WORK ITEM A:
According to the case on social entrepreneurs, what share of its gross profits does the Sub City label donate to charity?
WORK ITEM B:
Reproduce the passage of the social entrepreneurs case between "Social entrepreneurs start ventures to do" and "summer camp free.", inclusive.

EXTRACT:
==================================================

Case Social Entrepreneurs Run Business for the Common Good Social entrepreneurs start ventures to…

Case

Social Entrepreneurs Run Business for the Common Good

Social entrepreneurs start ventures to do well in business and do good in the world, and they often end up changing “business as usual.” When actor Paul Newman and his friend A. E. Hotchner launched Newman’s Own, the two had Newman’s favorite salad dressing recipe, $40,000, and no business plan. The actor balked at having his picture on the bottle but then decided he could engage in “shameless exploitation” if the proceeds went to charity. Now Newman’s Own is known for its all-natural products and its practice of donating 100 percent of its after-tax profits to worthy causes. The company has given more than $200 million to charities worldwide and founded Hole in the Wall Camps for children with cancer and other life-threatening illnesses to attend summer camp free.
Michael J. Fox is another of the rich and famous driven by a social mission. Diagnosed with Parkinson’s disease, Fox started an organization to find new treatments for the disorder and got big-name investors to join the cause. While spending more than $100 million on research, the Michael J. Fox Foundation has tried to change how scientific funding works by reducing bureaucracy and staying involved with researchers to get more accountability and faster results.
Not only the well-known and well-connected are social entrepreneurs. Record producer Louis Posen has given more than $1 million to charity through his small punk rock label. After a degenerative eye disease left him virtually blind and ended his plan of a film career, Posen started Hopeless Records, which employs nine workers and grosses about $5 million a year, a feat in the small punk rock segment. Artists can choose to release their records on either Hopeless or Posen’s second label, Sub City—a name derived from subsidy and subculture—that donates 5 percent of the gross profits to charity. Half the money from the Sub City label comes from artists’ royalties and half from Posen’s profits. According to an executive at Warner Music Group, which helps distribute Posen’s albums, “Louis has the spirit of an entrepreneur and a heart of gold.


 

1. What characteristics do you think are common among social entrepreneurs?

2. What should be a social entrepreneur’s primary goal? Why?

==================================================

RAW DATA:
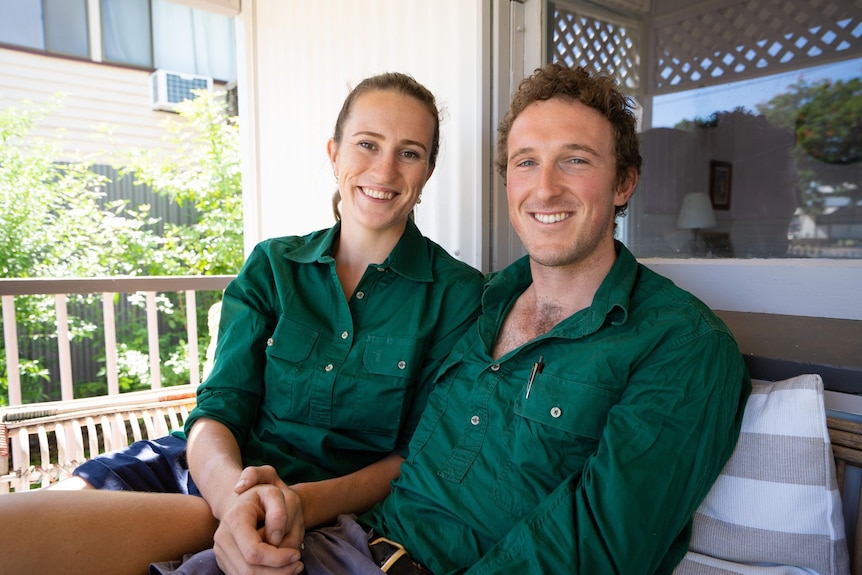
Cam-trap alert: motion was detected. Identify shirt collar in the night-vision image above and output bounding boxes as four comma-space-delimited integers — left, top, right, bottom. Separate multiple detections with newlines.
482, 240, 638, 335
285, 219, 434, 282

==================================================

PROBLEM SOLUTION A:
5 percent

PROBLEM SOLUTION B:
Social entrepreneurs start ventures to do well in business and do good in the world, and they often end up changing “business as usual.” When actor Paul Newman and his friend A. E. Hotchner launched Newman’s Own, the two had Newman’s favorite salad dressing recipe, $40,000, and no business plan. The actor balked at having his picture on the bottle but then decided he could engage in “shameless exploitation” if the proceeds went to charity. Now Newman’s Own is known for its all-natural products and its practice of donating 100 percent of its after-tax profits to worthy causes. The company has given more than $200 million to charities worldwide and founded Hole in the Wall Camps for children with cancer and other life-threatening illnesses to attend summer camp free.